_INSTRUCTIONS FOR THE TASK_. The answer must be an exact transcription of every record.
========
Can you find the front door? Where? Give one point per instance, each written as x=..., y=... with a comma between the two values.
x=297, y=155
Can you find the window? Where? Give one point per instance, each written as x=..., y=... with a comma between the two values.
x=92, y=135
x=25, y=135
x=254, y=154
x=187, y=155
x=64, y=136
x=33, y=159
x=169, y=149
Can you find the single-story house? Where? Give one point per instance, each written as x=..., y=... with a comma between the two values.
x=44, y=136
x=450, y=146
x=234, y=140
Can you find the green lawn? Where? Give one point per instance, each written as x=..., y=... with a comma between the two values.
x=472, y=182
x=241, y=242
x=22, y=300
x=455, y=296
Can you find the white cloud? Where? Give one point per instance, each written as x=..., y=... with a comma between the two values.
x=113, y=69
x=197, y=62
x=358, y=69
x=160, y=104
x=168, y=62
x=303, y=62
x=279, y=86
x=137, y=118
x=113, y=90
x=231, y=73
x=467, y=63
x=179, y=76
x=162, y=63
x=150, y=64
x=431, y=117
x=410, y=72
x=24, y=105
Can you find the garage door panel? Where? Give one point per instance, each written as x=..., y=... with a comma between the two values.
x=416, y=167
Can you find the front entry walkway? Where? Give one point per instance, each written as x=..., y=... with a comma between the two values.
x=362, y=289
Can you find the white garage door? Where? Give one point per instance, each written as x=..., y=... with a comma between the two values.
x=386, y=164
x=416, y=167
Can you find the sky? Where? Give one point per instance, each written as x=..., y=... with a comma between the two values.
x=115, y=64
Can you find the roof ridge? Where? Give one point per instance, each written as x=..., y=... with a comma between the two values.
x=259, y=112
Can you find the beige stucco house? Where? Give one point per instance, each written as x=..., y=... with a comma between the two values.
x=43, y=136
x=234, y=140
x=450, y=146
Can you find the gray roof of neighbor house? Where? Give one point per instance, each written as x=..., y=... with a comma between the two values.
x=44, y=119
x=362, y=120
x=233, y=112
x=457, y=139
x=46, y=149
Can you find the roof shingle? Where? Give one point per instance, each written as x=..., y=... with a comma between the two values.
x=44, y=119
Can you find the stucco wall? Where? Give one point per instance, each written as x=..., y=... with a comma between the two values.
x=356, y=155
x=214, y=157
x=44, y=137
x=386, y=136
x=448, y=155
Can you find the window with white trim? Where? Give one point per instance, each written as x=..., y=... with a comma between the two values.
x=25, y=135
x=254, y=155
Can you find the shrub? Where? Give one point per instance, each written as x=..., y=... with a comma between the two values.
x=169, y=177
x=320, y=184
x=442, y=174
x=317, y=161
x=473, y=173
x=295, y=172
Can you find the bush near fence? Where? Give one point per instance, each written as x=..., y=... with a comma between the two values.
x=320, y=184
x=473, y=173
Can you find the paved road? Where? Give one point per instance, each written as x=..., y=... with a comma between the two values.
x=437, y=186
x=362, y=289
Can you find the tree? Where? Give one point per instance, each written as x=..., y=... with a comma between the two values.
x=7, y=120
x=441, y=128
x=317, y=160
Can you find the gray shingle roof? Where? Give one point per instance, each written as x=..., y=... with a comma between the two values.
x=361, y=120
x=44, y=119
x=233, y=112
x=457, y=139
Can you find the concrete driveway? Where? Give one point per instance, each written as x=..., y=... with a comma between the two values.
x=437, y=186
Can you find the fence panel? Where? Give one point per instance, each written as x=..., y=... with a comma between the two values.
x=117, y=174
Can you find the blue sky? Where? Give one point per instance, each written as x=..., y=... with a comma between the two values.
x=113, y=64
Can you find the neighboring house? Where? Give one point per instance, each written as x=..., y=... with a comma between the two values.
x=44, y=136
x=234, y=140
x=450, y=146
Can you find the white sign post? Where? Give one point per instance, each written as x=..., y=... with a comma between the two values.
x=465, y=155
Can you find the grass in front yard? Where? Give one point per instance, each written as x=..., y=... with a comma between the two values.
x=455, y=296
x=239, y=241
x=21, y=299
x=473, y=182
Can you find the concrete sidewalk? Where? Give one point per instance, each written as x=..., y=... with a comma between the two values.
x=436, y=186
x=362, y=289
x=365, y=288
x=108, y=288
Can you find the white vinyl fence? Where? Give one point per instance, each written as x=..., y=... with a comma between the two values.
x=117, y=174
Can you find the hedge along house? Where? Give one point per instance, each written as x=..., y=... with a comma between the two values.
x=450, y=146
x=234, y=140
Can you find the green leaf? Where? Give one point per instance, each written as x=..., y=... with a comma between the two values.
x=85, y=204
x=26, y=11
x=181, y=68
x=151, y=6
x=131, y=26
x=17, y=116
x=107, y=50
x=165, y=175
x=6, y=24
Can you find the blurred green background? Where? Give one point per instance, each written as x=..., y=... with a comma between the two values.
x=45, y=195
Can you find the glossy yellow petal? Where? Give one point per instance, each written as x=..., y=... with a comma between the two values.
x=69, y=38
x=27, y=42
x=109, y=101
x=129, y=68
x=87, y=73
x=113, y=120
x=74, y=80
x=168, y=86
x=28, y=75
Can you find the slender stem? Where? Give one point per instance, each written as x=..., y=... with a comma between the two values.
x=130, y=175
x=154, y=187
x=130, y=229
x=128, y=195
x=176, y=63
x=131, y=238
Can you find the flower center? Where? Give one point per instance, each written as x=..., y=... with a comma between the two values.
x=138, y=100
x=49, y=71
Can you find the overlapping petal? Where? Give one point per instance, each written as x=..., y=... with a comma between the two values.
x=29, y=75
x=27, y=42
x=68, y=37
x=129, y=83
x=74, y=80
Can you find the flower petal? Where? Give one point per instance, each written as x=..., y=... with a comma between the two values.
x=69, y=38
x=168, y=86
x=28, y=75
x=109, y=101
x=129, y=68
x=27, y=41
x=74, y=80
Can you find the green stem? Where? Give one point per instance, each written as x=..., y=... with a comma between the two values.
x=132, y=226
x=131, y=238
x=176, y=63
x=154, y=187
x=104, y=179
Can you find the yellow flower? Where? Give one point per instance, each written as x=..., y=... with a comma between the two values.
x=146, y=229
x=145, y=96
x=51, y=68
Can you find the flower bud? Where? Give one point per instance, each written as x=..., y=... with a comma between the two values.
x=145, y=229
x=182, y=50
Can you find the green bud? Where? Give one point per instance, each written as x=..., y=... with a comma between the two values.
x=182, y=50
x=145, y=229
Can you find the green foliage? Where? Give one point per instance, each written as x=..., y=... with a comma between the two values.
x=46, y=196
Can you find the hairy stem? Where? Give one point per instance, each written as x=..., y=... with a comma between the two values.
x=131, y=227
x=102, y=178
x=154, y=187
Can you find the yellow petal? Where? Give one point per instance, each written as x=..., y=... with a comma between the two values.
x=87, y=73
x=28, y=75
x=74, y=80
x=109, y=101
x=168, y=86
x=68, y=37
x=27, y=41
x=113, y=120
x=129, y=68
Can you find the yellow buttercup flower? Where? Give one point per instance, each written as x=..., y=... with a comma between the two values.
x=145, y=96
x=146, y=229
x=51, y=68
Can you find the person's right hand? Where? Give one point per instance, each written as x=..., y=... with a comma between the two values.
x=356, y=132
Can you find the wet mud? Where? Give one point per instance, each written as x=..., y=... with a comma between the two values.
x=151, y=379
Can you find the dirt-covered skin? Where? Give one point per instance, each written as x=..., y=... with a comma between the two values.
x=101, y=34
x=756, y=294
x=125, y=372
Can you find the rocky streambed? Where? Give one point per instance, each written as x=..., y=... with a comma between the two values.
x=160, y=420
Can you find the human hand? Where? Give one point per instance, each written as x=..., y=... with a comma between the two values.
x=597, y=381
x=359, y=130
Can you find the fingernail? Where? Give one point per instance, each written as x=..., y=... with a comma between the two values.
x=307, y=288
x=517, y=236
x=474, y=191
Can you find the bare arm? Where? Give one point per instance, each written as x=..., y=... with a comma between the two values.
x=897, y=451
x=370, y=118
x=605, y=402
========
_EXERCISE RESPONSE_.
Can you find the front door? Where? Give one point per instance, each written as x=..., y=... with a comma between the two values.
x=297, y=155
Can you find the window? Where? Give one point per instance, each written as x=..., y=... with a comma between the two values.
x=92, y=135
x=25, y=135
x=254, y=154
x=187, y=155
x=64, y=136
x=33, y=159
x=169, y=149
Can you find the single-story house? Where? Give one point per instance, each written as x=..., y=... with a comma between the two values.
x=44, y=136
x=450, y=146
x=234, y=140
Can you find the green lawn? Where? Give one point per instance, each written as x=..., y=... with a comma between the two values.
x=472, y=182
x=241, y=242
x=22, y=300
x=455, y=296
Can you find the white cloud? Where? Give one point per instance, each written as x=..., y=... with a comma between the two values.
x=113, y=69
x=197, y=62
x=358, y=69
x=160, y=104
x=168, y=62
x=303, y=62
x=279, y=86
x=137, y=118
x=113, y=90
x=231, y=73
x=467, y=63
x=179, y=76
x=162, y=63
x=150, y=64
x=431, y=117
x=410, y=72
x=24, y=105
Can you find the garage door panel? Where? Give one point per instance, each written as x=..., y=... with a comma between the two values.
x=416, y=167
Can you find the front entry walkway? Where? Give one point per instance, each written as x=..., y=... with a comma between the two values.
x=362, y=289
Can you find the white garage door? Where? Give one point per instance, each written as x=..., y=... with a comma between the two values.
x=386, y=164
x=416, y=167
Can you find the sky? Where? Give one point per instance, each written as x=..., y=... with a comma between the two values.
x=115, y=64
Can you find the roof ridge? Where? Give one point per instance, each written as x=..., y=... with a comma between the two values.
x=259, y=112
Can you find the beige stucco house? Where? Give one point per instance, each written as x=..., y=... with a comma between the two values.
x=43, y=136
x=234, y=140
x=450, y=146
Can you find the gray roof of neighbor house? Where? Give one point per instance, each written as x=..., y=... with a comma between the two values.
x=44, y=119
x=362, y=120
x=233, y=112
x=457, y=139
x=46, y=149
Can you find the roof shingle? Where? Give one point per instance, each written as x=..., y=... with a comma between the two values.
x=44, y=119
Can you find the stucco wall? Where? Give one point per instance, each written as x=..., y=... with a comma between the two values.
x=356, y=155
x=214, y=157
x=44, y=137
x=386, y=136
x=448, y=155
Can you find the window with white trim? Where? Give one point per instance, each written as x=..., y=... with a comma between the two values.
x=25, y=135
x=254, y=155
Can you find the shrub? Where? Give one point per instance, each written as x=..., y=... with a comma between the two values.
x=169, y=177
x=320, y=184
x=442, y=174
x=317, y=161
x=473, y=173
x=295, y=172
Can you find the bush near fence? Where? Give one point per instance, each written as x=..., y=... with a comma between the two values.
x=320, y=184
x=473, y=173
Can you find the paved road? Where? Give one point per instance, each written as x=..., y=... with a comma between the two values.
x=437, y=186
x=362, y=289
Can you find the tree? Where? Give one point per instance, each written as x=..., y=... with a comma between the two values.
x=7, y=120
x=441, y=128
x=317, y=160
Can you find the gray shingle roof? Where? Give one point per instance, each written as x=..., y=... with a comma between the two values.
x=361, y=120
x=44, y=119
x=233, y=112
x=457, y=139
Can you find the concrete driveway? Where? Give one point per instance, each written as x=..., y=... with a comma between the two values.
x=437, y=186
Can you find the fence panel? Where? Give one point per instance, each written as x=..., y=... with a comma between the two values.
x=117, y=174
Can you find the blue sky? Where? Give one point per instance, each written as x=..., y=... with a comma between the two values.
x=113, y=64
Can you find the neighboring house? Where? Give one point per instance, each written as x=..., y=... with a comma between the two values.
x=44, y=136
x=234, y=140
x=450, y=146
Can you find the white sign post? Where? Give one point per instance, each written as x=..., y=... with a comma between the two values.
x=465, y=155
Can you find the grass in front yard? Where? Give one point per instance, each written as x=..., y=... with a comma between the two values.
x=455, y=296
x=239, y=241
x=21, y=299
x=473, y=182
Can you find the concrete sidewalk? Where? Give one point per instance, each written as x=..., y=... with a comma between the two values.
x=436, y=186
x=362, y=289
x=365, y=288
x=108, y=288
Can you find the white vinyl fence? Where? Give one point per instance, each written as x=..., y=... with a comma between the two values.
x=117, y=174
Can you find the hedge along house? Where? Give one point per instance, each written as x=..., y=... with a comma between the two values.
x=450, y=146
x=234, y=140
Can you find the green leaf? Where? Give one point per instance, each written as x=..., y=... with a comma between the two values.
x=85, y=204
x=26, y=11
x=181, y=68
x=151, y=6
x=131, y=26
x=17, y=116
x=107, y=50
x=165, y=175
x=6, y=24
Can you find the blurred green background? Where? Give one point per instance, each written as x=..., y=... with a comma between the two values.
x=45, y=195
Can you find the glossy yellow petal? Where? Give one point per instance, each written as x=..., y=... with a comma between the two values.
x=69, y=38
x=27, y=42
x=109, y=101
x=129, y=68
x=87, y=73
x=113, y=120
x=74, y=80
x=168, y=86
x=28, y=75
Can you find the slender stem? Where? Give one point per instance, each written as x=..., y=... with a comma between the two values.
x=130, y=175
x=154, y=187
x=130, y=229
x=128, y=195
x=176, y=63
x=131, y=238
Can you find the flower center? Where? Give one point per instance, each written as x=..., y=... with a comma between the two values.
x=138, y=100
x=49, y=71
Can you find the overlapping petal? Where? Give one point per instance, each written as x=..., y=... with a comma between the two values.
x=29, y=75
x=27, y=42
x=68, y=37
x=129, y=83
x=74, y=80
Can you find the flower petal? Where? Give one point per instance, each written as x=..., y=... with a comma between the two values.
x=69, y=38
x=168, y=86
x=28, y=75
x=109, y=101
x=129, y=68
x=27, y=41
x=74, y=80
Can you find the green stem? Where? Give one point per instance, each written as x=..., y=... with a comma between the two values.
x=132, y=226
x=131, y=238
x=176, y=63
x=154, y=187
x=104, y=179
Can you find the yellow flower? Where? Give one point per instance, each written as x=..., y=... with a comma between the two values.
x=146, y=229
x=145, y=96
x=51, y=68
Can you find the flower bud? Where? Give one point per instance, each written as x=..., y=... with a comma between the two values.
x=145, y=229
x=182, y=50
Can you find the green bud? Where? Give one point per instance, each written as x=..., y=... with a comma between the two values.
x=182, y=50
x=145, y=229
Can you find the green foliage? Where? Give one point per instance, each written as x=..., y=... with a comma between the two values.
x=46, y=196
Can you find the hairy stem? Where? Give one point per instance, each written as x=..., y=... with a comma between the two values.
x=131, y=227
x=102, y=178
x=154, y=187
Can you find the yellow petal? Where? Give one point per instance, each written as x=..., y=... with a comma between the two values.
x=87, y=73
x=28, y=75
x=74, y=80
x=109, y=101
x=168, y=86
x=68, y=37
x=27, y=41
x=113, y=120
x=129, y=68
Can you find the yellow buttercup flower? Where? Give one point per instance, each written as x=..., y=... with a comma between the two values.
x=145, y=96
x=146, y=229
x=51, y=68
Can you find the person's right hand? Where? Give one point per instance, each written as x=..., y=... with a comma between the two values.
x=356, y=132
Can you find the wet mud? Where? Give one point per instance, each written as x=..., y=... with a comma between the two values.
x=151, y=379
Can you find the dirt-covered skin? Where? Give one point per instance, each written as x=..., y=... with a comma between the two values.
x=101, y=34
x=756, y=294
x=125, y=372
Can you find the rocky streambed? Where? Give one point per instance, each written as x=..., y=... with a comma between the two values.
x=160, y=420
Can you find the human hand? Where? Give one point per instance, each written as x=..., y=... with a comma between the two values.
x=597, y=381
x=359, y=130
Can you find the fingernail? Where? Give one point per instance, each written as x=..., y=... with a comma between the two values.
x=307, y=288
x=517, y=236
x=474, y=191
Can you find the bare arm? Where? Give one point per instance, each written as x=..., y=... with a comma between the two values.
x=897, y=451
x=370, y=118
x=605, y=402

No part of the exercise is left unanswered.